# AUFGABENSTELLUNG A:
Ab welchem Preis ist die Triumph Rocket 3 R laut dem Motorradvergleich erhältlich?
# AUFGABENSTELLUNG B:
Übertragen Sie folgenden Satz aus dem Motorradvergleich ins Englische: „Die beiden Lufteinlässe links und rechts des LED-Scheinwerfers sind dagegen prominent und gross wie nie zuvor.“
# AUFGABENSTELLUNG C:
Führen Sie den Vergleich zwischen Ducati Diavel V4 S und Triumph Rocket 3 R im Anschluss an seinen letzten Satz fort.

# VORLIEGENDER TEXT:

Home / Moto News  / Ducati Diavel V4 S vs. Triumph Rocket 3 R

Ducati Diavel V4 S vs. Triumph Rocket 3 R

Ducati Diavel V4 S vs. Triumph Rocket 3 R.

Die nagelneue Ducati Diavel V4 und die Triumph Rocket 3 R sind zwar nicht ganz leichtgewichtig. Aber sie strotzen vor ausgeprägter ­Sinnlichkeit und vor Kraft, die für sanft bis heftig reicht.

Weder auf der neuen Ducati Diavel V4 (ab Fr. 28 690.–) noch auf der Triumph Rocket 3 R (ab Fr. 26 695.–) ruhen die Füsse weit vorne, sondern mittig. In die Sparte Cruiser fallen sie aber nicht nur deswegen nicht. Obwohl die Rocket wohl auch als ­Power-Cruiser durchgehen könnte. Aber einigen wir uns doch ganz einfach für beide Kandidatinnen auf die Bezeichnung Muscle Bike. Töff also, denen es an Kraft niemals mangelt und die im besten Fall damit sogar richtig gut umgehen können. Und dies gleich vorweg: Die Diavel V4 und die Rocket 3 R können das!

Der optische Auftritt

Muscle Bikes wollen aber noch mehr als fahrerisch performen. Sie wollen bereits optisch Eindruck schinden und sich durch ihren Auftritt gebührenden Respekt verschaffen. Dass sie, wenn es hart auf hart käme, in gewissen Disziplinen – beispielsweise auf der Rennstrecke oder auf dem Handlingparcours in Form der ultrakurvigen Nebenstrecke – andere davonziehen lassen müssen, nehmen Muscle Bikes bzw. ihre Fahrer gerne in Kauf. Sie stehen selbstsicher ­darüber. Denn schliesslich enden die Kurven immer irgendwo und die nächste Respekt einflössende Begegnung – sei es an der Tankstelle, am Töfftreff oder sonst irgendwo – folgt bestimmt.

 

Ducati Diavel V4 S vs. Triumph Rocket 3 R.

Diavel V4 S: Schlanker

Und wenn ein solcher Moment kommt, dann sorgen sowohl die Diavel V4 als auch die Rocket 3 R auf ihre Art dafür, dass alles rundherum aufsieht. Die Diavel wirkt zwar deutlich schlanker in ihrer Erscheinung als noch die Ur-Diavel von 2011 und noch etwas sportlicher als die bereits dynamisierte Diavel 1260 von 2019. Die jetzt spitz zulaufenden Kühlerverkleidungen, die erstmals nicht mehr die Blinker aufnehmen, sowie der luftiger ausfallende und weiter nach unten gezogene Bugspoiler tragen wesentlich dazu bei. Die beiden Lufteinlässe links und rechts des LED-Scheinwerfers sind dagegen prominent und gross wie nie zuvor. Sie wirken wie zwei Riesenschlünde, die beim Öffnen der Drosselklappen alles verschlingen, was ihnen in die Quere kommt – wie etwa die Lufthutzen auf den Motorhauben amerikanischer Muscle Cars. Die fette 50-mm-USD-Gabel, der besser denn je sichtbare Motor und die vier Auspuffendrohre im Raketenwerfer-Layout sorgen neben der edlen Hinterradfelge ebenfalls für reichlich Aufmerksamkeit.

# AUFGEFÜHRTE DATENSÄTZE:
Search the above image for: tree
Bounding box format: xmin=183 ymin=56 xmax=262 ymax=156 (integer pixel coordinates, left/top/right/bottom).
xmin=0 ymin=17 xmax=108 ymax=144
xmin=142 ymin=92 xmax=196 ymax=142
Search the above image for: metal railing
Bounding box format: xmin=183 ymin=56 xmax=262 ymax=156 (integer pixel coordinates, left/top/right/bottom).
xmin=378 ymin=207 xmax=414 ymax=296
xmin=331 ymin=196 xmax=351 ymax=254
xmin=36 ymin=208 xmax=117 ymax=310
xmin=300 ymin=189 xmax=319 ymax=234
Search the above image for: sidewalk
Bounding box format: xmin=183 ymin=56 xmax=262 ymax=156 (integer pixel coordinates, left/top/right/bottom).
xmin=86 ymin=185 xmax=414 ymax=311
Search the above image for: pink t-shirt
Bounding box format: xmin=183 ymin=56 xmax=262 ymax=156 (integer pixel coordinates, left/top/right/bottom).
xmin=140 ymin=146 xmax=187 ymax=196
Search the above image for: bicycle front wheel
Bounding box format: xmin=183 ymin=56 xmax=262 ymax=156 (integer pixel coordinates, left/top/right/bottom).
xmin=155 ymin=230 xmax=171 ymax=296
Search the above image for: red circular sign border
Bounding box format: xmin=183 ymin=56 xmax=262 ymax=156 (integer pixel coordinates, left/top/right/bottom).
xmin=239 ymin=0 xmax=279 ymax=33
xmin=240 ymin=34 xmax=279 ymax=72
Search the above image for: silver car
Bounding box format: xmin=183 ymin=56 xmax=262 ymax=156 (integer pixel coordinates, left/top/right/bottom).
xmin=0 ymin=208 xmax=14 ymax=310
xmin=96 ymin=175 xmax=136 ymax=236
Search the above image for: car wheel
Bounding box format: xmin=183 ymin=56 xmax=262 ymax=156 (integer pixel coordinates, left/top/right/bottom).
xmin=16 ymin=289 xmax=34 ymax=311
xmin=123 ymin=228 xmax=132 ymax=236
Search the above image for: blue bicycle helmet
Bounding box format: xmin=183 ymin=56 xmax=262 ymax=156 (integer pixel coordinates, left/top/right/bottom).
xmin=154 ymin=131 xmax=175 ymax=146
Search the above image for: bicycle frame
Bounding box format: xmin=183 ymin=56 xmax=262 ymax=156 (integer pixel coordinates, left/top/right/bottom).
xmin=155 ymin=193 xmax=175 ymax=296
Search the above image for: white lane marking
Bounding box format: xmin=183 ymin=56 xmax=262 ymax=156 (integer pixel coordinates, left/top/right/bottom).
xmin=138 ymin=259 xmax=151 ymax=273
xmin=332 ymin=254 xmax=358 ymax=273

# ÜBUNGSERGEBNIS A:
Ab Fr. 26 695.–

# ÜBUNGSERGEBNIS B:
The two air intakes to the left and right of the LED headlight, by contrast, are more prominent and larger than ever before.

# ÜBUNGSERGEBNIS C:
Einschüchterer

Der noch grössere «Einschüchterer» ist aber ganz klar die Rocket 3. Wie ihre von 2004 bis 2014 in verschiedenen Ausführungen angebotenen Vorfahrinnen dominiert ein grosser LED-Doppelscheinwerfer ihre Front. Und egal, ob mit manuell gewähltem Tagfahr- oder Abblendlicht: Wenn er im Rückspiegel auftaucht, läuten unweigerlich die Alarmglocken. Entweder verspüren Vorausfahrende plötzlich den Drang, sich ganz rechts zu halten, oder sie aktivieren ihren persönlichen «Power-Modus», schärfen die Sinne, schalten gleich mal einen oder zwei Gänge runter und bereiten sich so auf ein sehr wahrscheinliches Duell vor. An Mächtigkeit hat es der Rocket nie gefehlt, doch seit ihrem kompletten Remake auf die Saison 2020 kommt alles an ihr nicht mehr cruisig, sondern dynamisch daher. Abgesehen vom ballonigen Vorderpneu vielleicht. Doch angesichts der übrigen Masse wirkt sogar dieser nicht unstimmig.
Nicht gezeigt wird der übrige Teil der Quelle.